* SHORT PROBLEM
Format the stretch of entries from the line containing "In the photo above, which area does the black speaker" through the line containing "[0,0,49,333]" as a JSON list of strings, one string per line, omitting blank lines.

* BEGIN *

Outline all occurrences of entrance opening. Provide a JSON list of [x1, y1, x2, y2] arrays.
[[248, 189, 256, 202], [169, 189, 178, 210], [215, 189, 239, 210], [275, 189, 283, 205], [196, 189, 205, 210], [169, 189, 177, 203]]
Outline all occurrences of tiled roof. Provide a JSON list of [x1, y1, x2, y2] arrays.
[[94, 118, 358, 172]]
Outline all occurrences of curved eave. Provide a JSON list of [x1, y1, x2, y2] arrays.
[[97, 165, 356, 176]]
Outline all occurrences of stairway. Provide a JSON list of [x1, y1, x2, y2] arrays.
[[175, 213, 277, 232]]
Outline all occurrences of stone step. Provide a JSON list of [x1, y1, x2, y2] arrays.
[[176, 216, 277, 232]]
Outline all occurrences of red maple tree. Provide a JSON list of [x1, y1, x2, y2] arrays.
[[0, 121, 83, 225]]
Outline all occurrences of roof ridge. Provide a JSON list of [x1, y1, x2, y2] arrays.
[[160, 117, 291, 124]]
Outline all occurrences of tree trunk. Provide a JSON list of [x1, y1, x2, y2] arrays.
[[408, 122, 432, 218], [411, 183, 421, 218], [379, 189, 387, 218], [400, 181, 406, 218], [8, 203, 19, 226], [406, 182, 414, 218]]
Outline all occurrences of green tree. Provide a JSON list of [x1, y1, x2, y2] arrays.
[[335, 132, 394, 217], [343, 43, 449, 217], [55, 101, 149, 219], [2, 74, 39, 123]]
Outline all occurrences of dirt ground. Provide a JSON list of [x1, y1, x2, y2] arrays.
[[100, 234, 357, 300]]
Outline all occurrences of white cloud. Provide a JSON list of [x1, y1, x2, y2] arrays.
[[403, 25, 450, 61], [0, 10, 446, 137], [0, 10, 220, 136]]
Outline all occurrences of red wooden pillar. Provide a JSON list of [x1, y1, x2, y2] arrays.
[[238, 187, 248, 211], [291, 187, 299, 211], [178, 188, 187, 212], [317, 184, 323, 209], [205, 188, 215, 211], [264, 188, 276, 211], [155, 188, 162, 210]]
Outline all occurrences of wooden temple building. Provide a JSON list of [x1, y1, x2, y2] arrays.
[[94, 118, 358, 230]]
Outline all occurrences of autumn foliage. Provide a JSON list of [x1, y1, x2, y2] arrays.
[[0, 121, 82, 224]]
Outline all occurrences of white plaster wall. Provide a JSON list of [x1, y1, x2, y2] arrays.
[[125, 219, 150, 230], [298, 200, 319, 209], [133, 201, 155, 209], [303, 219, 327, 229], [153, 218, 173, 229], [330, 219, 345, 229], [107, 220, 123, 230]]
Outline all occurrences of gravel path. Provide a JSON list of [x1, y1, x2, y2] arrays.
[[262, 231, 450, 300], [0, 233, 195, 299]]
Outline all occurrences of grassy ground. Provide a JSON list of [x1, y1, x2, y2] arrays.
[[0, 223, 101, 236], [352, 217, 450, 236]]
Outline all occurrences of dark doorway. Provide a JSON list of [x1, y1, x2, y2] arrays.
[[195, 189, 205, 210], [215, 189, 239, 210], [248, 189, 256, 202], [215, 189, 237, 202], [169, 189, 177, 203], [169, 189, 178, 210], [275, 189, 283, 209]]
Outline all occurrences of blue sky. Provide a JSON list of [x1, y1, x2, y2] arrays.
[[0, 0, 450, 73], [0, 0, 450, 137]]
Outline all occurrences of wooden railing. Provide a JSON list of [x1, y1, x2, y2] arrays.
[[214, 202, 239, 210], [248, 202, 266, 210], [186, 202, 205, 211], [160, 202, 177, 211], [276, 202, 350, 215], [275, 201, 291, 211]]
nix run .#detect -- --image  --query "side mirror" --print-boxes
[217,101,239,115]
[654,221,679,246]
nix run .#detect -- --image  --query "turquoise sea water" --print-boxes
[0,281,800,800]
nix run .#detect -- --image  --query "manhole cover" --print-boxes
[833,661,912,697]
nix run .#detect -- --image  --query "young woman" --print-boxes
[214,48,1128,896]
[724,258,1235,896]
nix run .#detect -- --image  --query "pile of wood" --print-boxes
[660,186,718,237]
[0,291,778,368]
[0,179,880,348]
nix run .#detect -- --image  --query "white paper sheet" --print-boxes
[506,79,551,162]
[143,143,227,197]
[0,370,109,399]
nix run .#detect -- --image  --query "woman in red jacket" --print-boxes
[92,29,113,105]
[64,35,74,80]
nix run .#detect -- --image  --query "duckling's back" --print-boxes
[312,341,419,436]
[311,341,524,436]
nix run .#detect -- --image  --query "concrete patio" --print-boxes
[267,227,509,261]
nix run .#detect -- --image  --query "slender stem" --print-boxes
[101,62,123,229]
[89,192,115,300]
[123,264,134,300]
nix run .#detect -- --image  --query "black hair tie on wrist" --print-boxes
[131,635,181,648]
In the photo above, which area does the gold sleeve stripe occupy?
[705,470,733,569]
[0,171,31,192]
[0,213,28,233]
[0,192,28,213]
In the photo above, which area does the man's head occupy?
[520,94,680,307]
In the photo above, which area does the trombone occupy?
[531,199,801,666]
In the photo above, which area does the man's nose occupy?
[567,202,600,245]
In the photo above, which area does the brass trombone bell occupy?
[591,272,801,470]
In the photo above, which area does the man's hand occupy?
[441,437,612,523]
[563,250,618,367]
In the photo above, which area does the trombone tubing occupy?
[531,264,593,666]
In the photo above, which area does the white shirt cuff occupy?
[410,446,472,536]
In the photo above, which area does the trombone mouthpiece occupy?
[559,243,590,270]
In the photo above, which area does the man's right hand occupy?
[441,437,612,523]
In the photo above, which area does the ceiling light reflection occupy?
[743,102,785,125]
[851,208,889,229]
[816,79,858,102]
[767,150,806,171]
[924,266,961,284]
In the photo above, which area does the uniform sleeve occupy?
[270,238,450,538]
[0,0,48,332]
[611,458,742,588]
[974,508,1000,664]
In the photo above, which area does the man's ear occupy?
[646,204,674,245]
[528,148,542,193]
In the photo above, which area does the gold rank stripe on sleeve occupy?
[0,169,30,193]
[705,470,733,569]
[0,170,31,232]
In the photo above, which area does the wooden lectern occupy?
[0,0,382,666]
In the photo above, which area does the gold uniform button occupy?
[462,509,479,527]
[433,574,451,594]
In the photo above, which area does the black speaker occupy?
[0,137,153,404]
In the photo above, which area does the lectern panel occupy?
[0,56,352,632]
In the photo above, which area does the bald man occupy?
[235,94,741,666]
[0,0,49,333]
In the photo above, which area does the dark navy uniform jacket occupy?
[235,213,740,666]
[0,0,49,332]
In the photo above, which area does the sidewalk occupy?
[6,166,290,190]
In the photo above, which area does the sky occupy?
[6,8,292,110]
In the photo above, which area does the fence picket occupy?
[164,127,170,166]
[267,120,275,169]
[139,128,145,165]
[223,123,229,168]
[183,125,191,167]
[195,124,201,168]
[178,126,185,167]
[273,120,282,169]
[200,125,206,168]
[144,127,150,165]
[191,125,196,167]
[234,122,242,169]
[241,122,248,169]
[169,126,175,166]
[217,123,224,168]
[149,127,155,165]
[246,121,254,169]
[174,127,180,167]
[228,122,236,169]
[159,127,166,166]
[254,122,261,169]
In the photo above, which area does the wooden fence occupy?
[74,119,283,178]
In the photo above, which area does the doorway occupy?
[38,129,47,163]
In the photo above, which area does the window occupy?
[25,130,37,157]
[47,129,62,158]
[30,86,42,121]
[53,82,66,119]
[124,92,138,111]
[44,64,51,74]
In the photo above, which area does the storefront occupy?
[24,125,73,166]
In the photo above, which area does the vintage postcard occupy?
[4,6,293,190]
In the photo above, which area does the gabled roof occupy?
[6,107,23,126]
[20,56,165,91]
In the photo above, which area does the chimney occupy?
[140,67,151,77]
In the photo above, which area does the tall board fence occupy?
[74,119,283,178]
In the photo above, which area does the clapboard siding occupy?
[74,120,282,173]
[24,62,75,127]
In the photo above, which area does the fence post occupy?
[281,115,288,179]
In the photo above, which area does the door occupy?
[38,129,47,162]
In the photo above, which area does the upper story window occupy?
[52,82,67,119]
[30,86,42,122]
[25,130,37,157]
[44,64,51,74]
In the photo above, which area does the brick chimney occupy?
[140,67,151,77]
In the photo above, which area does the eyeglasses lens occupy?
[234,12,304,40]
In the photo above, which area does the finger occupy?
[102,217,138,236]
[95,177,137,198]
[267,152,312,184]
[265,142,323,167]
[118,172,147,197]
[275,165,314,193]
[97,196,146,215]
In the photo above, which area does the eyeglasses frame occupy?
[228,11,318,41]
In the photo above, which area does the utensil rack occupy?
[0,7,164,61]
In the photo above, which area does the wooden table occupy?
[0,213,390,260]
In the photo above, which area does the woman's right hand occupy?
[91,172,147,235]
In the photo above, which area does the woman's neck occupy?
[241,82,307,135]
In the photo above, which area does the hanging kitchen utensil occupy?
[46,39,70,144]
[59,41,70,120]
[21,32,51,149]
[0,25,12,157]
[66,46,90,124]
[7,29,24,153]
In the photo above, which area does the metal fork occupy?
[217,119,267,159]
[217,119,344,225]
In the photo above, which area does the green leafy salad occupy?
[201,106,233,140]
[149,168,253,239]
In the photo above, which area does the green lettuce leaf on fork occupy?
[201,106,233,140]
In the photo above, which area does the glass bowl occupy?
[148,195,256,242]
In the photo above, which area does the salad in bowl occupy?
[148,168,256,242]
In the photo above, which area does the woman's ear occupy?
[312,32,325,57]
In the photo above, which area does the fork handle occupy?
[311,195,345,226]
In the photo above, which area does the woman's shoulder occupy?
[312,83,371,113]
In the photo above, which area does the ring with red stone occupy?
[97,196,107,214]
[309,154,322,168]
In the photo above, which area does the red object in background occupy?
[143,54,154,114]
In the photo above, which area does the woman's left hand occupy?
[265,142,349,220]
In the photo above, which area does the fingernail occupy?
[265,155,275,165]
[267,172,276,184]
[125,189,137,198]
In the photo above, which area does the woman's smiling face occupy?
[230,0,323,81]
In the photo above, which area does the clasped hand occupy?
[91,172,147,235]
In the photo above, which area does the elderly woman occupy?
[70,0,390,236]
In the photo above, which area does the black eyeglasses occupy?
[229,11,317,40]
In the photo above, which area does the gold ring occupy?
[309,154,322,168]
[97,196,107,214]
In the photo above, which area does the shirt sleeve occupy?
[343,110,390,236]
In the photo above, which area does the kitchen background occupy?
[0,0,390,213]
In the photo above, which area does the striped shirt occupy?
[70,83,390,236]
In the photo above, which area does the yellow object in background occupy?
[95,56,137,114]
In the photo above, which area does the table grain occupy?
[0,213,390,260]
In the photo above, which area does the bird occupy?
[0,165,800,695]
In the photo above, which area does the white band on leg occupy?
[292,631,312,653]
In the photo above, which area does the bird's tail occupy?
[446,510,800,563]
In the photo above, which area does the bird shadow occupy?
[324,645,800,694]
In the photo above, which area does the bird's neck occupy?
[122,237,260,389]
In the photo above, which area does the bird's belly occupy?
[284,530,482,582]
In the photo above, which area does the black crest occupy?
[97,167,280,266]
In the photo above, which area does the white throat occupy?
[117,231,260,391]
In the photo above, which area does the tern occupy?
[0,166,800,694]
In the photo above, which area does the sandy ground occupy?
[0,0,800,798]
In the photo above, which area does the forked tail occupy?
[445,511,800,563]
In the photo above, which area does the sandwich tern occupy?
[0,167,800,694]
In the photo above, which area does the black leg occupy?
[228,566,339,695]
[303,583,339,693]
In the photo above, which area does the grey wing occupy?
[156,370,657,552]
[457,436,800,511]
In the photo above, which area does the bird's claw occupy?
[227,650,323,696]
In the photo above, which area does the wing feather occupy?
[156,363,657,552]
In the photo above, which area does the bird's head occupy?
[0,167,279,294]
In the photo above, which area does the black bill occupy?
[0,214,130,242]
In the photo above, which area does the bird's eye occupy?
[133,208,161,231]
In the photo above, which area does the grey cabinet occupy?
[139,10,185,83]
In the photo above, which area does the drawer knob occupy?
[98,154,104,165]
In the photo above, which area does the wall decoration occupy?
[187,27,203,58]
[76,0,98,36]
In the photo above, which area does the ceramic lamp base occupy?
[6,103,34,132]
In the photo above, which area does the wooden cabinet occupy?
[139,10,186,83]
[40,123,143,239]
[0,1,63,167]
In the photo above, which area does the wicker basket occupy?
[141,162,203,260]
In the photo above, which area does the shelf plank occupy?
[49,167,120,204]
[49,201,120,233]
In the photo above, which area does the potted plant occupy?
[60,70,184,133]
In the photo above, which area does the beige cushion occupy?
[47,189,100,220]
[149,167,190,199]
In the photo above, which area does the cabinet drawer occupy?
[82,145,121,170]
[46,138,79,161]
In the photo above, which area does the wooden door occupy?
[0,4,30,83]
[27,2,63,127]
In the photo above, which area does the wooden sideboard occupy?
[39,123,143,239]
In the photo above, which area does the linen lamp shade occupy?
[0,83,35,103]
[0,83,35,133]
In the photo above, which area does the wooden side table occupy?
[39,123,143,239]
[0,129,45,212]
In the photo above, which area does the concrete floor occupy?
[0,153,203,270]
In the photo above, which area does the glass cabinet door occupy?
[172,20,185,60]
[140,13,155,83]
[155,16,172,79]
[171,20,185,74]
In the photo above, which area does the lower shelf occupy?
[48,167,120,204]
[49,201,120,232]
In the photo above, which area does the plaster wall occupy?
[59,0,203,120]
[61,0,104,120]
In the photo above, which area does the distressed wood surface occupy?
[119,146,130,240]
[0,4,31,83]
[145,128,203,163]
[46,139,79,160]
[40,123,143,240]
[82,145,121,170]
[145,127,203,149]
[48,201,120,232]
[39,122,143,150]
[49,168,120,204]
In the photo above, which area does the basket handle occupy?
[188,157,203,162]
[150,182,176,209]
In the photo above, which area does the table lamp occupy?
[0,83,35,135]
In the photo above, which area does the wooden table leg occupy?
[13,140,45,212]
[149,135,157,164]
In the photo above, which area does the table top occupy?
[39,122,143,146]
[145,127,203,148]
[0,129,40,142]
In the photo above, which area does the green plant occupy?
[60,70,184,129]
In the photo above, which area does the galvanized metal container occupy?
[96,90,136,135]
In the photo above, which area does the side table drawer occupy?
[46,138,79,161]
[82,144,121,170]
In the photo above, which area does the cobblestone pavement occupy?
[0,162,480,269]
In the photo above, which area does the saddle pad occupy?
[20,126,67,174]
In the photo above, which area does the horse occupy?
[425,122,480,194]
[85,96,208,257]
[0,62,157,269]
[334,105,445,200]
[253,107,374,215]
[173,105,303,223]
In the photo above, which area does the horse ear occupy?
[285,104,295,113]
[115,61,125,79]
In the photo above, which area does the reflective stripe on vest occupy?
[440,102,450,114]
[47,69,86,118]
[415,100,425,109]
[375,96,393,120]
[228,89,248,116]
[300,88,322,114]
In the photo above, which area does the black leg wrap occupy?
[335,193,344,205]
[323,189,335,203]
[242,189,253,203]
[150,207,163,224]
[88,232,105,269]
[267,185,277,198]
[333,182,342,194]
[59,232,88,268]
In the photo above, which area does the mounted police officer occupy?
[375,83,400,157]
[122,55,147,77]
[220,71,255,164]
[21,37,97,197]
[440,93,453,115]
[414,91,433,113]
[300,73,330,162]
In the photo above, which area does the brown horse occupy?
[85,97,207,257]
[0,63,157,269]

* END *

* FINISHED ANSWER
[
  "In the photo above, which area does the black speaker occupy?",
  "[0,137,153,404]",
  "In the photo above, which area does the lectern panel occupy?",
  "[0,56,352,632]",
  "In the photo above, which area does the bald man occupy?",
  "[235,94,741,666]",
  "[0,0,49,333]"
]